* [Extrait du document]:
■ ■ ■ ■ ■ ■ ■
Soldats argentins lors d'un défilé en l'honneur des hommes tombés pendant la guerre des Malouines, mai 2017 (crédits :  Nicolás Stulberg )

Soldats argentins lors d’un défilé en l’honneur des hommes tombés pendant la guerre des Malouines, mai 2017 (crédits : Nicolás Stulberg)


 
Mauricio Macri, président de la république d’Argentine depuis bientôt trois ans, a annoncé cette semaine que les forces armées seront préparées aux défis actuels. Pour ce faire, deux propositions. Premièrement, les militaires argentins collaboreront avec leurs camarades de la sécurité intérieure pour mener des opérations sur le territoire national, ce qui n’est pas autorisé par les lois du pays. Deuxièmement, la stratégie de défense argentine sera revue pour que l’armée devienne une véritable force de dissuasion et qu’elle soit en mesure de remplir des missions internationales.
■ ■ ■ ■ ■ ■ ■
* [Données]:
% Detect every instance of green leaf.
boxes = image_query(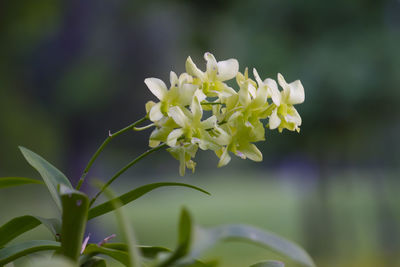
■ ■ ■ ■ ■ ■ ■
* [Consigne]: D'après l'extrait sur les forces armées argentines, depuis combien de temps Mauricio Macri est-il président de la république d'Argentine ?

* [Réponse ci-dessous]: Depuis bientôt trois ans.